**Extract to read**
.....
Dr WOODRUFF (Franklin) - Madam Deputy Speaker, on behalf of the Greens, I reject the whole basis of this conversation. It is utterly wrong on so many levels. Both the Labor and the Liberal parties have a narrow frame for this conversation. What we are really talking about here is two parties that support the building of a massive investment in prison infrastructure in the north of the state that would, by the early estimates, have cost $137 million to build - that is an early estimate so one could only expect that would increase by 50 per cent before the project had been built - and $39 million a year to run.

Anybody working in justice rehabilitation or working to successfully bring down rates of recidivism around the world in other jurisdictions could tell you that is a failed policy response. It is doomed to incarcerate more people, create more crime in the community and decrease community safety, not increase it.
.....
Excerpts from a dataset

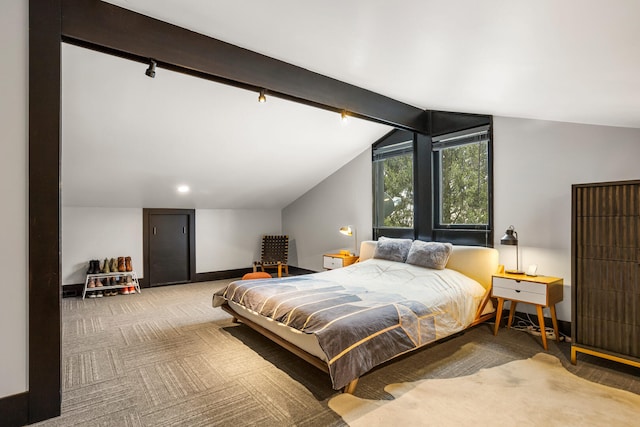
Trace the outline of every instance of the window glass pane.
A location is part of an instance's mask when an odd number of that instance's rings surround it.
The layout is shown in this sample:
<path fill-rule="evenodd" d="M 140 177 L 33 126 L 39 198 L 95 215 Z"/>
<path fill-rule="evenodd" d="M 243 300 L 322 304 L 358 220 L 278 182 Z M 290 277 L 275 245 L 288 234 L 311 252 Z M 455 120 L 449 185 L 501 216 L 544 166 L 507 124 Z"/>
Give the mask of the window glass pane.
<path fill-rule="evenodd" d="M 413 154 L 373 162 L 375 227 L 413 227 Z"/>
<path fill-rule="evenodd" d="M 443 148 L 438 154 L 440 225 L 488 224 L 488 142 Z"/>

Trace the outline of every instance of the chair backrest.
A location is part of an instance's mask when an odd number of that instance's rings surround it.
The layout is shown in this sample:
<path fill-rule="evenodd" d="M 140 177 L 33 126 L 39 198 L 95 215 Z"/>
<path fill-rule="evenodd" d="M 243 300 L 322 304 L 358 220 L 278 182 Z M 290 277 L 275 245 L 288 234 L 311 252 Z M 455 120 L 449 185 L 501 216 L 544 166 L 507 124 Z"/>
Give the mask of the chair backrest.
<path fill-rule="evenodd" d="M 262 263 L 263 264 L 287 264 L 289 261 L 289 236 L 263 236 L 262 237 Z"/>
.....
**Problem details**
Continue the parliamentary speech opposing the northern prison proposal, starting after its last sentence. The records are separate material and have no connection to the parliamentary speech.

**Reply**
There is no evidence or logic to spending public money on building prisons to lock people up. That is a legacy of this island that we do not want to go back to. It is not the place we want to be as a state. It is not the future for us. The future for us is building strong communities, reuniting families, giving people who leave prison a home, support with drug therapy, support to cope with highly addictive drugs that are now available far too plentifully in the state, support to find a job and investing. Imagine if we could invest $100 million, let alone $200 million, just imagine what would happen to those suburbs in northern Tasmania around Launceston where we know there is a very high level of crime? If we put that money into supporting those families and people to get off highly addictive drugs, who are struggling with galloping rates of addiction in those suburbs, families who have intergenerational unemployment or underemployment, imagine what $100 million could do for the people living in those suburbs.

It is unbelievable, and yet we would choose to make a policy decision to build a prison to lock people up, the old punitive Port Arthur colonial Tasmanian style? Is that really the best we can do as a state? Is that really brave future thinking? Is that really what we want to give the children of those families, something that they can look forward to, being locked up for personal levels of illicit drug use? Other successful jurisdictions around the world such as Texas used to take that approach but found it failed miserably.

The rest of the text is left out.